* **Short task**: Set out the lines of the items below as a numbered list, leaving out blank lines and the pictures.

* **Records for the task**:
════

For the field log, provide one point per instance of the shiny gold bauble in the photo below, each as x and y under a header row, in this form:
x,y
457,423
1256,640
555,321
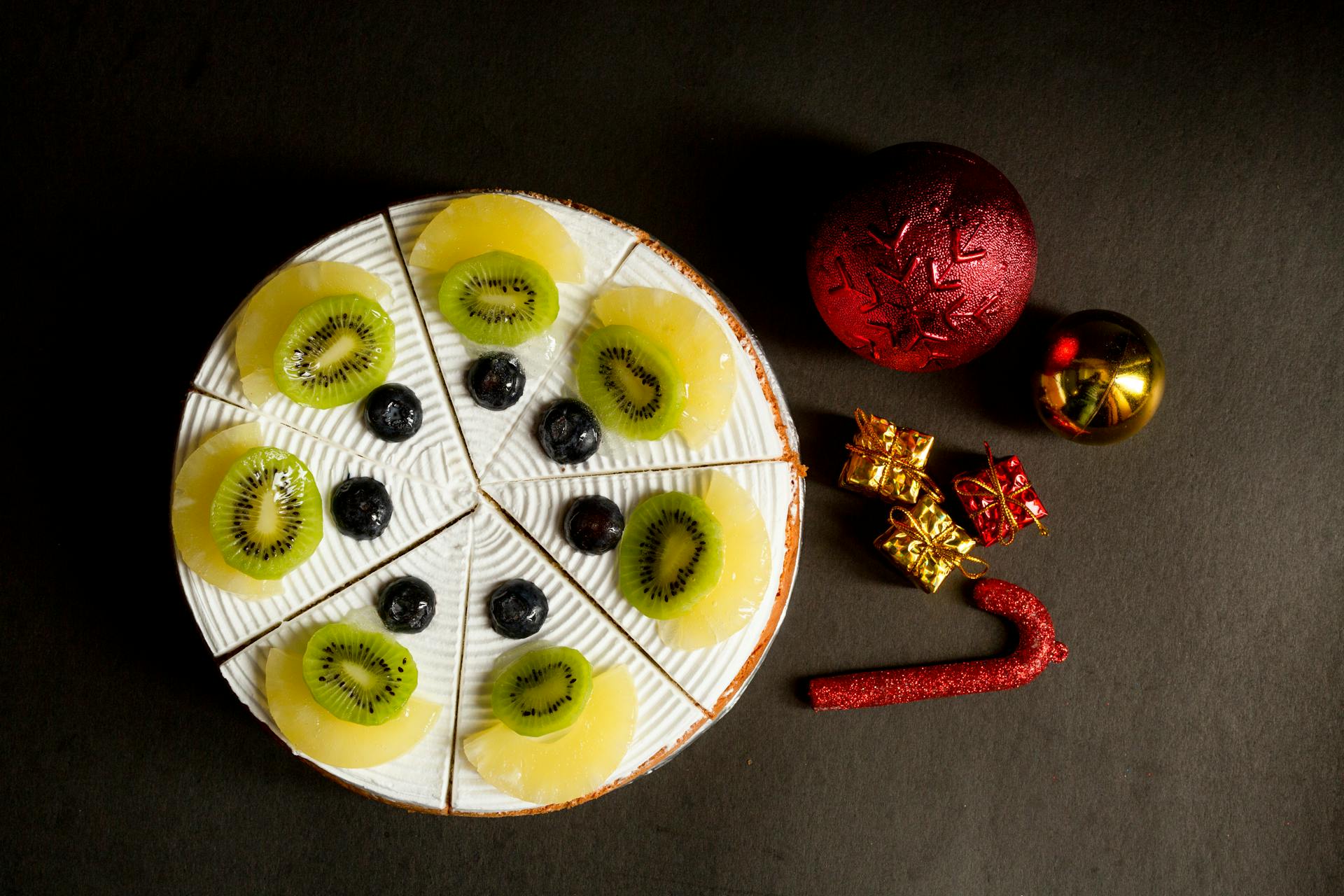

════

* **Exercise result**:
1. For the field log, provide one point per instance of the shiny gold bauble in the photo below, each as x and y under a header row, in this form:
2. x,y
3. 457,423
4. 1256,640
5. 555,321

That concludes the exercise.